[Point annotations for photos]
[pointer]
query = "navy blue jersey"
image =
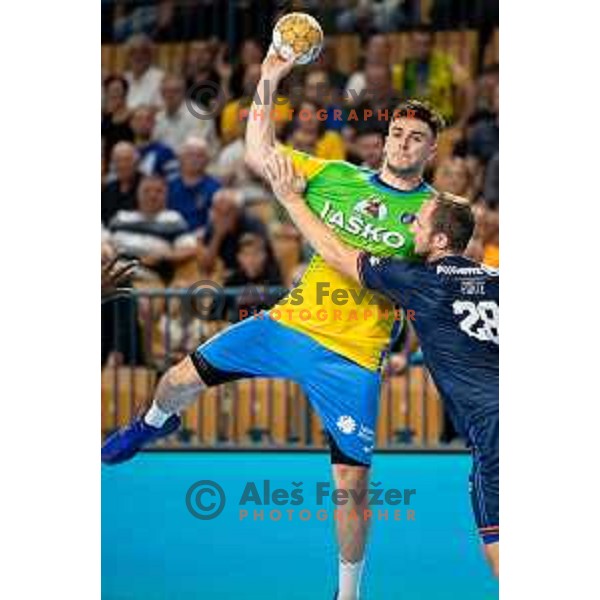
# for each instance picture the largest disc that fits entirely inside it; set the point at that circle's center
(455, 304)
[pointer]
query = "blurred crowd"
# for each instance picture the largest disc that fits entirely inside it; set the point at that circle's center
(177, 195)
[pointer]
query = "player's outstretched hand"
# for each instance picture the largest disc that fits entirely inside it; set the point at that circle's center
(287, 186)
(274, 67)
(113, 276)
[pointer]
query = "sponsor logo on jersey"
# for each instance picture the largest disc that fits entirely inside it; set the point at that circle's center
(454, 270)
(346, 424)
(372, 207)
(356, 225)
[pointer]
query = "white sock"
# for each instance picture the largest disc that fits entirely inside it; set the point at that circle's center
(156, 417)
(349, 579)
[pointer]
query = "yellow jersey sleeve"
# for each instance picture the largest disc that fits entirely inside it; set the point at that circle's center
(308, 166)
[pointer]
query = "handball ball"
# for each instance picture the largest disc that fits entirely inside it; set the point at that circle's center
(298, 36)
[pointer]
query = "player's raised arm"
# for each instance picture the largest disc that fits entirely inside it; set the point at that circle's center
(260, 129)
(279, 170)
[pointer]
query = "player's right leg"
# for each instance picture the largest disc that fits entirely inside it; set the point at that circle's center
(252, 348)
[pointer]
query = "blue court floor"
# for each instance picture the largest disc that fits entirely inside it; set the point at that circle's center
(153, 548)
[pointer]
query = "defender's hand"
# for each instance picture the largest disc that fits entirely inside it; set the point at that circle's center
(113, 276)
(287, 186)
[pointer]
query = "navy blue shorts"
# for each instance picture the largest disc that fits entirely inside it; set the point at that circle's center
(343, 393)
(485, 477)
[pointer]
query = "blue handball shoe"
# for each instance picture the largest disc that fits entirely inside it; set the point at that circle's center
(126, 443)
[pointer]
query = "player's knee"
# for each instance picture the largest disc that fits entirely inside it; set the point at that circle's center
(183, 375)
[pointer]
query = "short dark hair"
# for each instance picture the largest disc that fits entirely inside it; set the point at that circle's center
(453, 217)
(119, 79)
(423, 111)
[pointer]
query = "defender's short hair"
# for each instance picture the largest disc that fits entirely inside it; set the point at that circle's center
(453, 217)
(423, 111)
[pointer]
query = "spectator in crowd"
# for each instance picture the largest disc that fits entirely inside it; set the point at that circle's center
(484, 244)
(327, 62)
(155, 158)
(453, 175)
(492, 181)
(317, 88)
(254, 264)
(379, 97)
(237, 109)
(157, 237)
(120, 192)
(369, 16)
(308, 134)
(486, 86)
(255, 271)
(191, 193)
(377, 50)
(143, 77)
(116, 115)
(230, 169)
(199, 70)
(369, 146)
(483, 139)
(251, 54)
(228, 223)
(431, 75)
(176, 122)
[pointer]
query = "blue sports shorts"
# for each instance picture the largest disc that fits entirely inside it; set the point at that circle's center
(485, 477)
(343, 393)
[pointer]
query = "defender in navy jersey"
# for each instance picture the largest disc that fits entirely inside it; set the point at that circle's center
(455, 303)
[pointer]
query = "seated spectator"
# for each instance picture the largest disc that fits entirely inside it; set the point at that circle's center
(369, 147)
(484, 245)
(143, 77)
(156, 158)
(255, 271)
(453, 175)
(327, 62)
(492, 182)
(199, 69)
(231, 170)
(434, 76)
(251, 54)
(176, 122)
(379, 97)
(317, 89)
(308, 134)
(483, 139)
(369, 16)
(377, 50)
(191, 192)
(116, 115)
(157, 237)
(228, 223)
(120, 191)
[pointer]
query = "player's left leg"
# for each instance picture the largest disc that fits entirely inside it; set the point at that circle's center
(485, 486)
(346, 396)
(352, 523)
(492, 553)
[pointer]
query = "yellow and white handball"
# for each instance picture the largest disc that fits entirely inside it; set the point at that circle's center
(298, 37)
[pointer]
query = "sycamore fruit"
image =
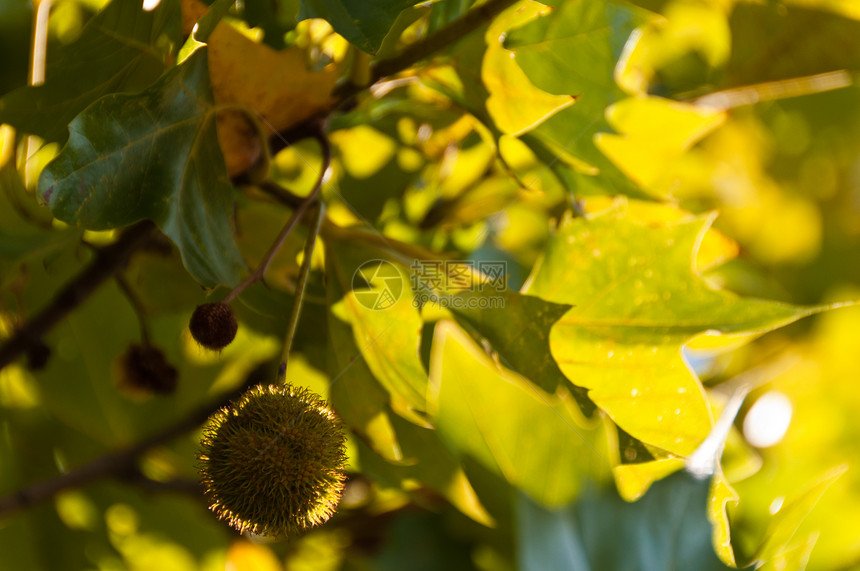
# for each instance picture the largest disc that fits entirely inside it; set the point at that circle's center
(213, 325)
(272, 462)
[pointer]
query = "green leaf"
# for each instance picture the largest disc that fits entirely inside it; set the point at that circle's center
(363, 24)
(123, 48)
(786, 521)
(499, 419)
(25, 233)
(152, 155)
(667, 529)
(636, 301)
(572, 51)
(386, 325)
(517, 326)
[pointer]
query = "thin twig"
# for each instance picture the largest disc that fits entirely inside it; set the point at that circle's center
(121, 462)
(106, 263)
(304, 271)
(259, 273)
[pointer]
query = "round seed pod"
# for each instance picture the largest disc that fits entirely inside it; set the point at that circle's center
(143, 370)
(213, 325)
(272, 462)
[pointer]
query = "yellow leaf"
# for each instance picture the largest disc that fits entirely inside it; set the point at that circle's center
(275, 85)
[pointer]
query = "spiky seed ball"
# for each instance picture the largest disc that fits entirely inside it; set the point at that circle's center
(143, 370)
(213, 325)
(272, 462)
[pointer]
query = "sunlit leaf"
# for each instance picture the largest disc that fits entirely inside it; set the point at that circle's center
(811, 41)
(654, 132)
(354, 392)
(387, 327)
(667, 529)
(514, 103)
(275, 87)
(517, 328)
(363, 24)
(636, 301)
(572, 51)
(153, 155)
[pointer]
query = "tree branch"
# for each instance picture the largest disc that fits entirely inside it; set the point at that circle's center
(122, 462)
(411, 55)
(106, 263)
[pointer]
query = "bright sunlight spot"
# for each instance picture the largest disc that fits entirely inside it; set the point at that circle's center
(767, 421)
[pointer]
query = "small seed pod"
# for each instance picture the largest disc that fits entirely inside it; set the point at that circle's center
(213, 325)
(143, 370)
(272, 462)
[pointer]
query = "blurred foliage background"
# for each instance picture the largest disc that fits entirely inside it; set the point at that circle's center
(748, 109)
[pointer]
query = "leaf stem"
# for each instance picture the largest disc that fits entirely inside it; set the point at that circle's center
(137, 305)
(292, 326)
(259, 273)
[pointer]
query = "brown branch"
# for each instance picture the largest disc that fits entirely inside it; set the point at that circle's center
(411, 55)
(106, 263)
(300, 210)
(122, 462)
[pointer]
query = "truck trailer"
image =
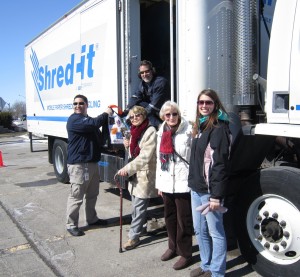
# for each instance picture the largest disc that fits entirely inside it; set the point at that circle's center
(246, 50)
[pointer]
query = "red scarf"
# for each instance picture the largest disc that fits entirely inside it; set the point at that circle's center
(136, 134)
(166, 149)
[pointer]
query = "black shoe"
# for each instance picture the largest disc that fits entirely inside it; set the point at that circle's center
(75, 232)
(99, 222)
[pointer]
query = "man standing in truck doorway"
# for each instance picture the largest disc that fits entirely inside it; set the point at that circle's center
(84, 142)
(152, 92)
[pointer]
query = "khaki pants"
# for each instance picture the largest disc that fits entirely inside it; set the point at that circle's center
(84, 181)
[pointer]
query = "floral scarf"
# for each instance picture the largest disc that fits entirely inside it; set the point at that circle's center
(136, 134)
(166, 149)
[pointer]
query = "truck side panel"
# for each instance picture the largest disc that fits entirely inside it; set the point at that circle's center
(78, 55)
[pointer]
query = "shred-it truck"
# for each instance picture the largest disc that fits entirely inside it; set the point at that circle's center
(95, 50)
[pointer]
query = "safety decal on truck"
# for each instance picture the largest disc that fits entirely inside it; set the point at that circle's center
(47, 78)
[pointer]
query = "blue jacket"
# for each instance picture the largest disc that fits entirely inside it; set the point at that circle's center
(85, 138)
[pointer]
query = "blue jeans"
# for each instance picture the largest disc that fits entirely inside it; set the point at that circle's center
(210, 235)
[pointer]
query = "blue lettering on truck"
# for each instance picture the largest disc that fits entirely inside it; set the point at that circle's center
(46, 78)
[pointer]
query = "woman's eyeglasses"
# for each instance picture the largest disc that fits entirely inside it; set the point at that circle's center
(145, 72)
(168, 115)
(78, 103)
(134, 115)
(206, 102)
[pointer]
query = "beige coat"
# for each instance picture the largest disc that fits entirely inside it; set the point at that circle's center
(144, 165)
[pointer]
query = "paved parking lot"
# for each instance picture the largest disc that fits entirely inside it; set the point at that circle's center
(34, 241)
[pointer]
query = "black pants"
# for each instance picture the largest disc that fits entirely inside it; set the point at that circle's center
(179, 222)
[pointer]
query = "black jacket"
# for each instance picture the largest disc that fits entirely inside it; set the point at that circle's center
(151, 95)
(85, 138)
(219, 140)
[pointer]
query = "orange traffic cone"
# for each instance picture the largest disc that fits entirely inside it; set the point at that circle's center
(1, 160)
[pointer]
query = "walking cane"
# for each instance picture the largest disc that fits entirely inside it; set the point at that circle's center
(121, 209)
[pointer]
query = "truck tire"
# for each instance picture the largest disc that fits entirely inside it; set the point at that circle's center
(59, 158)
(268, 221)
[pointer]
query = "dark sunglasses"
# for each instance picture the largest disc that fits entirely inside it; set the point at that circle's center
(78, 103)
(168, 115)
(206, 102)
(146, 71)
(135, 115)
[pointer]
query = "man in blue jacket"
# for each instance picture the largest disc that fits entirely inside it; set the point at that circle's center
(152, 92)
(84, 142)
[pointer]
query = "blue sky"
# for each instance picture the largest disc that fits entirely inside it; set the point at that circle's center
(20, 22)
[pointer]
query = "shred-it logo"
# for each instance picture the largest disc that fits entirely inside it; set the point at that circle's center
(268, 2)
(47, 78)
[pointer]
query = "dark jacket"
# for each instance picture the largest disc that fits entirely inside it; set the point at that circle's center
(85, 138)
(214, 144)
(151, 95)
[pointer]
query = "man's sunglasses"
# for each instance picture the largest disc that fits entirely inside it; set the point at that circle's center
(78, 103)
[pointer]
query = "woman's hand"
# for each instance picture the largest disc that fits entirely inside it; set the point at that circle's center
(126, 143)
(122, 172)
(214, 204)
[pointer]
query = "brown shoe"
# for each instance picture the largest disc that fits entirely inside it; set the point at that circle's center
(168, 255)
(131, 243)
(197, 272)
(182, 263)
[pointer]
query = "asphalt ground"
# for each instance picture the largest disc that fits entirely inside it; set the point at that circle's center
(33, 238)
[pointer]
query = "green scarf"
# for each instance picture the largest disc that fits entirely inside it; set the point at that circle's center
(221, 116)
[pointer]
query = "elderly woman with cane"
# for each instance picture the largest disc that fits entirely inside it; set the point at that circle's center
(140, 169)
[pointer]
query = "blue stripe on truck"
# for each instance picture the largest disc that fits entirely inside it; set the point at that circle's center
(48, 118)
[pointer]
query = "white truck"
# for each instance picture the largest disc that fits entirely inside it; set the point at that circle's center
(95, 50)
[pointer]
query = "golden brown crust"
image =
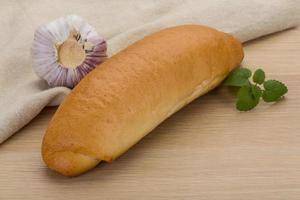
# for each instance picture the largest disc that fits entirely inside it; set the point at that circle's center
(122, 100)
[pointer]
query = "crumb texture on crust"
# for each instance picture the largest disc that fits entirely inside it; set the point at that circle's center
(126, 97)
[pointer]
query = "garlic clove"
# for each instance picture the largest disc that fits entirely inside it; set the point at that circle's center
(65, 50)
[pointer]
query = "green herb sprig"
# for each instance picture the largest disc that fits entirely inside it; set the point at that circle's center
(250, 92)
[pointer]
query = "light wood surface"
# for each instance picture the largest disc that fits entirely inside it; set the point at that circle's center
(208, 150)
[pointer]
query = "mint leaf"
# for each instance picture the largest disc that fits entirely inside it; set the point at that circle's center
(259, 76)
(238, 77)
(248, 97)
(274, 90)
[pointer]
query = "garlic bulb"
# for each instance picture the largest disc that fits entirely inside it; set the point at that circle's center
(65, 50)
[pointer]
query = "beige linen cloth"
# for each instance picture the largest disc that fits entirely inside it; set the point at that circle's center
(23, 95)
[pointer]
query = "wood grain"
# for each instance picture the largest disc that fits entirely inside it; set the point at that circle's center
(207, 150)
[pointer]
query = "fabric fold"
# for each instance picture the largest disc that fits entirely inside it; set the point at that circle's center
(23, 95)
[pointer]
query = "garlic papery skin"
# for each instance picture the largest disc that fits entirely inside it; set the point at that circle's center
(65, 50)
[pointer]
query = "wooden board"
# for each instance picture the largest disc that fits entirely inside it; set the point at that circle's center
(208, 150)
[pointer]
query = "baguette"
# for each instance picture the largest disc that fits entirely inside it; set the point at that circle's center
(130, 94)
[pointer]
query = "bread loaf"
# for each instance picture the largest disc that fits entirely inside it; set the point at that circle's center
(126, 97)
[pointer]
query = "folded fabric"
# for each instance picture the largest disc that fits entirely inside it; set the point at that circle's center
(23, 95)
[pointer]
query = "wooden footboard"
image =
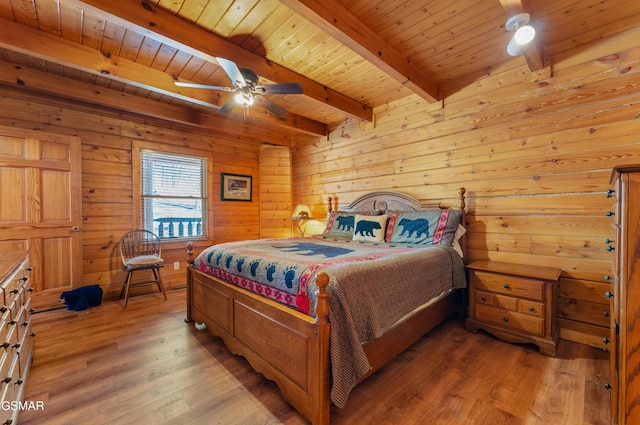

▶ _TO BE DONE_: List every line of the listing above that contains the word "jersey", matching case exactly.

▶ _TASK SOLUTION_:
query = "navy blue jersey"
query = "sponsor logo on jersey"
query = "yellow jersey sleeve"
query = "defender in navy jersey"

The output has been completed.